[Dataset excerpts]
┄┄┄┄┄┄┄┄┄┄┄┄┄┄┄┄┄┄┄┄

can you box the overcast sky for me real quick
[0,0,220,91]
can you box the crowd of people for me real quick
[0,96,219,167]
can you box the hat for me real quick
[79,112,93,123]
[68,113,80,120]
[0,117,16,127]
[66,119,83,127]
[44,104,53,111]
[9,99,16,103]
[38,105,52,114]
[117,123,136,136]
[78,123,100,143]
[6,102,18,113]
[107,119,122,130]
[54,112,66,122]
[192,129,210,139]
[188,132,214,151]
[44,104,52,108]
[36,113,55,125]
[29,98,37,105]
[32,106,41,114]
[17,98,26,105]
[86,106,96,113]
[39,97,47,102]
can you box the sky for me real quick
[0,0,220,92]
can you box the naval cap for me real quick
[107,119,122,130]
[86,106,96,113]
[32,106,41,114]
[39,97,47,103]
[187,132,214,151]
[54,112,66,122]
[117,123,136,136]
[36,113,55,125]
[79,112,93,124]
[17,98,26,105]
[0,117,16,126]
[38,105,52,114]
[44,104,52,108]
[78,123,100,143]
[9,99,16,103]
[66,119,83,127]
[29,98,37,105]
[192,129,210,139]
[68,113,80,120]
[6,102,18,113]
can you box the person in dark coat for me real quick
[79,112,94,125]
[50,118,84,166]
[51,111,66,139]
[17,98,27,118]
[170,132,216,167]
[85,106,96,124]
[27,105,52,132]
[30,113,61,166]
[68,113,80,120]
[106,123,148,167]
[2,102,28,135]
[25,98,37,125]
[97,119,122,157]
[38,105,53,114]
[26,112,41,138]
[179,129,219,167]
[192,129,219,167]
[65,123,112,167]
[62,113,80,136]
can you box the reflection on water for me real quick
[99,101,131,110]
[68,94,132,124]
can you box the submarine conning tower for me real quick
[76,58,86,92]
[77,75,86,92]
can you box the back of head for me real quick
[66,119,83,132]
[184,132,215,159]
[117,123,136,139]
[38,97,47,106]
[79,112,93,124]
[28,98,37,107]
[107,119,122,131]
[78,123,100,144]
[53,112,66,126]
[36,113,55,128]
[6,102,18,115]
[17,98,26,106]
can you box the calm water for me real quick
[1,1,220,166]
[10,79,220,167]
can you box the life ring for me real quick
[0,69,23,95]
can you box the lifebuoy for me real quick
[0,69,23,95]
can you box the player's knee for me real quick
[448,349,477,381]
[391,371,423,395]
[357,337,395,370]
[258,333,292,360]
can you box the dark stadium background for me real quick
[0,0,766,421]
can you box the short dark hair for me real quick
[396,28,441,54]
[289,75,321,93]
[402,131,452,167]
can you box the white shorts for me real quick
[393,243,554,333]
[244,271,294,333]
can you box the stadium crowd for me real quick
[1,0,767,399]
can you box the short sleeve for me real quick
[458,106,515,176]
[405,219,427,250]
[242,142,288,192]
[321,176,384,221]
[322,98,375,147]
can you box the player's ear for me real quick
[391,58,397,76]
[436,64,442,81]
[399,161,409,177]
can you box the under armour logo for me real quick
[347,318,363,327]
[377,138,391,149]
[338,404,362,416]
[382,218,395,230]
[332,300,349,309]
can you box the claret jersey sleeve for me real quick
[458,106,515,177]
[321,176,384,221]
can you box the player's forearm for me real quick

┄┄┄┄┄┄┄┄┄┄┄┄┄┄┄┄┄┄┄┄

▶ _Instructions to follow_:
Return the records in full. Omit nothing.

▶ _Solution_:
can you box the overcast sky for me real quick
[0,0,220,91]
can you box the crowd of people for me real quick
[0,96,219,167]
can you box the hat for me real quick
[79,112,93,123]
[68,113,80,120]
[0,117,16,127]
[66,119,83,127]
[44,104,53,111]
[9,99,16,103]
[38,105,52,114]
[117,123,136,136]
[78,123,100,143]
[6,102,18,113]
[107,119,122,130]
[54,112,66,122]
[192,129,210,139]
[188,132,214,151]
[44,104,52,108]
[36,113,55,125]
[29,98,37,105]
[32,106,41,114]
[17,98,26,105]
[86,106,96,113]
[39,97,47,102]
can you box the sky for me real quick
[0,0,220,92]
can you box the naval cap for me real quick
[107,119,122,130]
[86,106,96,113]
[32,106,41,114]
[39,97,47,103]
[187,132,214,151]
[54,112,66,122]
[117,123,136,136]
[36,113,55,125]
[79,112,93,124]
[17,98,26,105]
[0,117,16,126]
[38,105,52,114]
[44,104,52,108]
[78,123,100,143]
[9,99,16,103]
[66,119,83,127]
[29,98,37,105]
[192,129,210,139]
[68,113,80,120]
[6,102,18,113]
can you box the person in dark coat for me real quick
[79,112,94,125]
[50,118,84,166]
[51,111,66,139]
[17,98,27,118]
[170,132,216,167]
[85,106,96,124]
[27,105,52,132]
[30,113,61,166]
[68,113,80,120]
[106,123,148,167]
[2,102,28,135]
[25,98,37,125]
[97,119,122,157]
[38,105,53,114]
[26,112,41,138]
[179,129,219,167]
[192,129,219,167]
[65,123,112,167]
[62,113,80,136]
can you box the reflection on water for me real quick
[99,101,131,110]
[68,94,132,124]
can you box the submarine conning tower for me real quick
[76,58,86,92]
[77,75,86,92]
can you box the back of head for me real quick
[66,119,83,132]
[184,132,215,159]
[117,123,136,139]
[38,97,47,106]
[79,112,93,124]
[28,98,37,107]
[107,119,122,131]
[78,123,100,144]
[53,112,66,126]
[36,113,55,128]
[6,102,18,115]
[17,98,26,106]
can you box the calm water for me real quick
[1,1,220,166]
[10,79,220,167]
can you box the life ring for me real quick
[0,69,23,95]
can you box the lifebuoy for me real quick
[0,69,23,95]
can you box the player's knee for me real quick
[448,349,477,381]
[391,371,423,395]
[357,337,395,370]
[258,333,292,360]
can you box the dark stadium background for me real quick
[0,0,766,421]
can you box the short dark hair for me real quick
[396,28,441,54]
[289,75,321,93]
[402,131,452,167]
can you box the white shorts for me real quick
[393,243,554,333]
[244,271,294,333]
can you box the stadium crowd for me real quick
[1,0,767,399]
can you box the short sleeve for me real quick
[458,106,515,176]
[405,219,427,250]
[242,142,288,192]
[321,176,384,221]
[322,98,375,147]
can you box the player's ear for me real quick
[391,58,397,76]
[436,64,442,81]
[399,161,409,177]
can you box the under armour logo for me real quick
[347,318,363,327]
[377,138,391,149]
[338,404,362,416]
[382,218,395,230]
[332,300,349,309]
can you box the claret jersey sleeve for me real quick
[458,106,515,177]
[321,176,384,221]
can you box the player's forearm for me real quick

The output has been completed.